Written exercise
Could you pull every line out of the items below and write each one again word for word?

/---

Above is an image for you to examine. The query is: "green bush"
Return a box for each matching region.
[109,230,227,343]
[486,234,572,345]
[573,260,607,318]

\---

Result
Above is an image for you to examine. The query is: "green bush"
Return a box for each matching region.
[109,230,227,343]
[486,234,572,345]
[573,260,607,318]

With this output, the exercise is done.